--- Task statement ---
Please copy all of the records exactly, leaving nothing out.

___ Information given ___

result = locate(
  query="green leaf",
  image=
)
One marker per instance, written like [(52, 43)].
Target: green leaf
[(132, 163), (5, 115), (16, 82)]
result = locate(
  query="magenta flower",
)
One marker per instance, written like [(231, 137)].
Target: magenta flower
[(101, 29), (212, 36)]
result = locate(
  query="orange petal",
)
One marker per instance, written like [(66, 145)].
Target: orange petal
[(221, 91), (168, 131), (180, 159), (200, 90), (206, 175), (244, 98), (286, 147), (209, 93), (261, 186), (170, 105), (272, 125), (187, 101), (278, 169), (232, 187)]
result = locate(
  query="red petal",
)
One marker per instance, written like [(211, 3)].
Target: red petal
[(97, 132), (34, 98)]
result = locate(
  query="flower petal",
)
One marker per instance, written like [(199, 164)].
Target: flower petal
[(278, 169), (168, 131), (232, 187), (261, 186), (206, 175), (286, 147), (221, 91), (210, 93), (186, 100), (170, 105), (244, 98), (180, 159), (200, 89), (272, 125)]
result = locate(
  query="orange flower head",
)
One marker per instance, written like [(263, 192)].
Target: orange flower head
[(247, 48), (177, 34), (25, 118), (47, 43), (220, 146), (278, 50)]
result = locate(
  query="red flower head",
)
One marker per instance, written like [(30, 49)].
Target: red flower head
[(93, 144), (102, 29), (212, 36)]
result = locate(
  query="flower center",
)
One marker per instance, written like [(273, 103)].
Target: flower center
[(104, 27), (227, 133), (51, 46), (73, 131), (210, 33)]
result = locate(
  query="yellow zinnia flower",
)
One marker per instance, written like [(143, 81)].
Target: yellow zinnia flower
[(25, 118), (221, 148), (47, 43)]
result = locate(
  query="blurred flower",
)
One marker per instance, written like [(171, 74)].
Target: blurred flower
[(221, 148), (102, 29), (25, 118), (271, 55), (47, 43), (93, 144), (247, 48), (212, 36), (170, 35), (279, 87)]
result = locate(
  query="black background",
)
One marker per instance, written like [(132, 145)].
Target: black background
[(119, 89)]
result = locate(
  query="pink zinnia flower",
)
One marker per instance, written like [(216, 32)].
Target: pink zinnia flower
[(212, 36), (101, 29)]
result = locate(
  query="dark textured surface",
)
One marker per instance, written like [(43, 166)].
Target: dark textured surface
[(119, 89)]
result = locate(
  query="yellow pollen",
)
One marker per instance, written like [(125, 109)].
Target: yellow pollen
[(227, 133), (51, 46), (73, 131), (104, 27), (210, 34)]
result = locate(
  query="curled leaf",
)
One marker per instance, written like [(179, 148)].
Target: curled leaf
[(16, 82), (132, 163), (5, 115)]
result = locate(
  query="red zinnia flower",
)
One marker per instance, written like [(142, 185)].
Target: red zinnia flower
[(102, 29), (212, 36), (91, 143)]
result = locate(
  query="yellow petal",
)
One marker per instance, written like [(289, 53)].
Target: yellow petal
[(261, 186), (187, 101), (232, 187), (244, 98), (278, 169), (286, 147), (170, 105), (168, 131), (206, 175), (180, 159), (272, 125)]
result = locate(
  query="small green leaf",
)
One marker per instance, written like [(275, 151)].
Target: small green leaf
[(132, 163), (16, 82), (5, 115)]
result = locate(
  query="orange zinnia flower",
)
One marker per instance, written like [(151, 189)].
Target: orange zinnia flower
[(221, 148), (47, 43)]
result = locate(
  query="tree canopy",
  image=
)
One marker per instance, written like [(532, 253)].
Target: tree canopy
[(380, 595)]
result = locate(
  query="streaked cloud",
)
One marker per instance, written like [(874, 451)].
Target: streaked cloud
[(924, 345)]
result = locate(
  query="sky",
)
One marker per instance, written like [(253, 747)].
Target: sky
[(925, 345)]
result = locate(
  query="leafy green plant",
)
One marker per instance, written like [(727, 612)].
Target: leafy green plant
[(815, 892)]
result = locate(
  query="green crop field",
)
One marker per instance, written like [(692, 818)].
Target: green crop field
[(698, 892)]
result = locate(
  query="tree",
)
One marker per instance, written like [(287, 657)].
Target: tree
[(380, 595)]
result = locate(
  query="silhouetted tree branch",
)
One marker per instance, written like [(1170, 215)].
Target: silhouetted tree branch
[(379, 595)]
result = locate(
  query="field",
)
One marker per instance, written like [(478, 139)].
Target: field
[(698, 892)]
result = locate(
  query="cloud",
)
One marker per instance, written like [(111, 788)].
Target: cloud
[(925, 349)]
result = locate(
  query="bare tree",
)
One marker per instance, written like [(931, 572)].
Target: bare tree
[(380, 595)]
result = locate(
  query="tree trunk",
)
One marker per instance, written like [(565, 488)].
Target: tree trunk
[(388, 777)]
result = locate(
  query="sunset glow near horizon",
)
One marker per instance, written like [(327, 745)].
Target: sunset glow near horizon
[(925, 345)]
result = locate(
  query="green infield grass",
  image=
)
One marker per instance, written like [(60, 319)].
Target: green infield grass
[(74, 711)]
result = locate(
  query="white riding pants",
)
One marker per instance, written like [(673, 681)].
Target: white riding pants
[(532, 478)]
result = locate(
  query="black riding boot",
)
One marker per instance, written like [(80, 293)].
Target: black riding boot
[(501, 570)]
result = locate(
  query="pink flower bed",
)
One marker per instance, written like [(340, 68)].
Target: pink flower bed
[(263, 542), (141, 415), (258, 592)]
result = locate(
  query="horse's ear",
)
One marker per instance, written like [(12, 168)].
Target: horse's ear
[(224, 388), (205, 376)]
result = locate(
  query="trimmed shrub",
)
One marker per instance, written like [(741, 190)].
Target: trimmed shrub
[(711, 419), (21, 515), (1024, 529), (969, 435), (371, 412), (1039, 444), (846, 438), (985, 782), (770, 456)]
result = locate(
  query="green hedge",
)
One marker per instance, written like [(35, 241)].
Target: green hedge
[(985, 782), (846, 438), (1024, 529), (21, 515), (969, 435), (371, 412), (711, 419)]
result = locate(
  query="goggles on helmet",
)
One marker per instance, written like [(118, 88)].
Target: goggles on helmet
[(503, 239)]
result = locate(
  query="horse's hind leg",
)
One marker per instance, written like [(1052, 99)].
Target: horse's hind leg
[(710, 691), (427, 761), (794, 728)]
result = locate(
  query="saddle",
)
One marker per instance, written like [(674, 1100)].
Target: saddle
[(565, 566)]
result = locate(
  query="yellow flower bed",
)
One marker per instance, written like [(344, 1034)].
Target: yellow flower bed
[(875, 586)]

___

--- Task output ---
result = locate(
  query="green leaf",
  image=
)
One marker per instance, written like [(52, 43)].
Target: green leaf
[(132, 163), (5, 115), (16, 82)]
result = locate(
  query="magenta flower",
)
One marker per instance, written like [(231, 137)].
Target: magenta flower
[(101, 29), (212, 36)]
result = locate(
  query="orange petal",
)
One marker per instance, written like [(66, 145)].
Target: orange petal
[(221, 91), (168, 131), (180, 159), (200, 90), (206, 175), (244, 98), (286, 147), (209, 93), (261, 186), (170, 105), (272, 125), (187, 101), (278, 169), (232, 187)]
result = locate(
  query="red petal",
)
One marker per instance, written like [(211, 3)].
Target: red petal
[(97, 132), (34, 98)]
result = locate(
  query="flower petal",
)
One marker per instance, written like [(199, 164)].
Target: flower petal
[(278, 169), (168, 131), (232, 187), (261, 186), (206, 175), (286, 147), (221, 91), (210, 93), (186, 100), (170, 105), (244, 98), (180, 159), (200, 89), (272, 125)]
result = locate(
  query="orange flower head",
)
One marker per instance, written like [(263, 192)].
Target: orange flower head
[(247, 48), (177, 34), (25, 118), (47, 43), (220, 146), (278, 50)]
result = locate(
  query="red flower head",
)
One marker per instance, written like [(30, 49)].
Target: red flower head
[(93, 144), (102, 29), (212, 36)]
result = locate(
  query="flower center",
)
One marker per instance, written like [(273, 103)].
Target: flower center
[(104, 27), (227, 133), (51, 46), (73, 131), (210, 33)]
result = locate(
  query="yellow zinnia flower",
)
One marker per instance, written like [(143, 81)].
Target: yellow zinnia flower
[(25, 118), (221, 148), (47, 43)]
result = locate(
  query="blurred flower",
)
One marker per instance, written like [(171, 74)].
Target: blurred flower
[(221, 148), (102, 29), (25, 118), (271, 55), (47, 43), (93, 144), (247, 48), (212, 36), (170, 35), (279, 87)]
result = locate(
  query="black background",
)
One marker per instance, written like [(132, 145)].
Target: black background
[(119, 89)]
result = locate(
  query="pink zinnia flower",
)
One marker per instance, written like [(216, 32)].
Target: pink zinnia flower
[(212, 36), (101, 29)]
result = locate(
  query="dark textured surface",
)
One marker per instance, written like [(43, 166)].
Target: dark textured surface
[(119, 89)]
result = locate(
  query="yellow pollen",
)
One marker per instance, written like [(125, 109)].
Target: yellow pollen
[(227, 133), (51, 46), (73, 131), (104, 27), (210, 34)]
result = locate(
  query="curled leaf",
)
One marker per instance, written like [(179, 148)].
Target: curled leaf
[(16, 82), (132, 163), (5, 115)]
result = locate(
  query="red zinnia flower",
)
One marker per instance, written like [(142, 185)].
Target: red zinnia flower
[(102, 29), (212, 36), (91, 143)]
result = locate(
  query="yellow petal",
)
One marker per instance, written like [(289, 53)].
Target: yellow petal
[(261, 186), (187, 101), (232, 187), (244, 98), (278, 169), (286, 147), (170, 105), (168, 131), (206, 175), (180, 159), (272, 125)]
result = locate(
  query="small green leaf",
)
One marker per instance, written like [(275, 151)].
Target: small green leaf
[(132, 163), (16, 82), (5, 115)]
result = locate(
  query="orange zinnia flower",
)
One marker per instance, written like [(151, 189)].
Target: orange zinnia flower
[(221, 148), (47, 43)]
result = locate(
  query="tree canopy",
  image=
)
One marker per instance, written like [(532, 253)].
Target: tree canopy
[(380, 595)]
result = locate(
  query="streaked cloud",
)
One marker per instance, written like [(874, 451)].
Target: streaked cloud
[(924, 345)]
result = locate(
  query="sky",
)
One marker per instance, written like [(253, 747)].
Target: sky
[(925, 345)]
result = locate(
  query="leafy green plant",
)
One marker per instance, written like [(727, 612)].
Target: leafy green plant
[(815, 892)]
result = locate(
  query="green crop field",
)
One marker per instance, written like [(692, 818)].
Target: green crop field
[(698, 892)]
result = locate(
  query="tree",
)
One marker per instance, written like [(287, 657)].
Target: tree
[(380, 595)]
result = locate(
  query="silhouetted tree branch",
)
One marker per instance, written like [(1170, 215)].
Target: silhouetted tree branch
[(379, 595)]
result = locate(
  query="field",
)
One marker per instance, written like [(478, 139)].
Target: field
[(698, 892)]
result = locate(
  query="cloud",
)
One marker per instance, written like [(111, 788)].
Target: cloud
[(925, 349)]
result = locate(
  query="bare tree",
)
One marker per instance, written like [(931, 572)].
Target: bare tree
[(380, 595)]
result = locate(
  query="tree trunk",
)
One marker per instance, written like [(565, 488)].
Target: tree trunk
[(388, 777)]
result = locate(
  query="sunset glow near horizon",
)
One marker per instance, written like [(327, 745)].
Target: sunset glow near horizon
[(925, 345)]
result = locate(
  query="green infield grass",
  image=
)
One marker per instance, written like [(60, 319)].
Target: green infield grass
[(74, 711)]
result = locate(
  query="white riding pants",
)
One marker per instance, written like [(673, 681)].
Target: white riding pants
[(532, 478)]
result = locate(
  query="black riding boot",
)
One marker per instance, written like [(80, 293)].
Target: black riding boot
[(501, 570)]
result = locate(
  query="pink flower bed",
)
One marker per instance, written like [(340, 68)].
Target: pink flower bed
[(263, 542), (141, 415), (258, 592)]
result = locate(
  query="horse's ear",
)
One marker per instance, written like [(12, 168)].
Target: horse's ear
[(224, 388), (205, 376)]
result = locate(
  query="trimmed shrub",
)
One marker per instance, written like [(741, 190)].
Target: trimmed shrub
[(711, 419), (21, 515), (1024, 529), (969, 435), (371, 412), (1039, 444), (846, 438), (985, 782), (770, 456)]
result = locate(
  query="green hedge",
)
One marker per instance, written like [(35, 241)].
Target: green hedge
[(985, 782), (846, 438), (1024, 529), (21, 515), (969, 435), (371, 412), (711, 419)]
result = locate(
  query="goggles on helmet",
)
One marker per instance, written like [(118, 88)].
Target: goggles on helmet
[(503, 239)]
result = locate(
  query="horse's hind leg",
)
One marker per instance, written like [(1052, 99)].
Target: horse's hind leg
[(710, 691), (427, 761), (794, 728)]
result = locate(
  query="saddle",
)
One marker per instance, written like [(674, 1100)].
Target: saddle
[(565, 566)]
result = locate(
  query="yellow flower bed",
)
One marker per instance, written like [(344, 1034)].
Target: yellow flower bed
[(875, 586)]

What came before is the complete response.